| The problem |
Output the listing below unchanged, reproducing every line in its original order.
++++++++
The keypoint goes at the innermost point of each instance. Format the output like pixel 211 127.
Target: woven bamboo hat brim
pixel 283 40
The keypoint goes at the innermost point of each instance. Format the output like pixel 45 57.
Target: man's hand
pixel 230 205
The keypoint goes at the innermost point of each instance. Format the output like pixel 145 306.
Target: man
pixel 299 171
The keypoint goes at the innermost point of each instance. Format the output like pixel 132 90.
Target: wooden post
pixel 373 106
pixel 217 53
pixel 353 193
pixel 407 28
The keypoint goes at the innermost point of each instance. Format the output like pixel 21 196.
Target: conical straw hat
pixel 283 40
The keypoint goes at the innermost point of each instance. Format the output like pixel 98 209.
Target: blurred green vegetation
++++++++
| Problem solution |
The keypoint goes at the innermost point of each instance. Format the output like pixel 211 127.
Target: woven bamboo hat brim
pixel 283 40
The keypoint goes at the innermost point of each instance. Format the output like pixel 45 57.
Target: man's hand
pixel 230 205
The keypoint goes at the innermost point of each instance. Format the output like pixel 145 306.
Target: man
pixel 299 171
The keypoint goes at the innermost point of each instance. Format the output like pixel 132 90.
Target: wooden post
pixel 373 106
pixel 217 53
pixel 353 193
pixel 407 28
The keypoint goes at the innermost point of each instance. Format the output like pixel 21 196.
Target: conical straw hat
pixel 283 40
The keypoint goes at the innermost point of each instance. Format the output like pixel 98 209.
Target: blurred green vegetation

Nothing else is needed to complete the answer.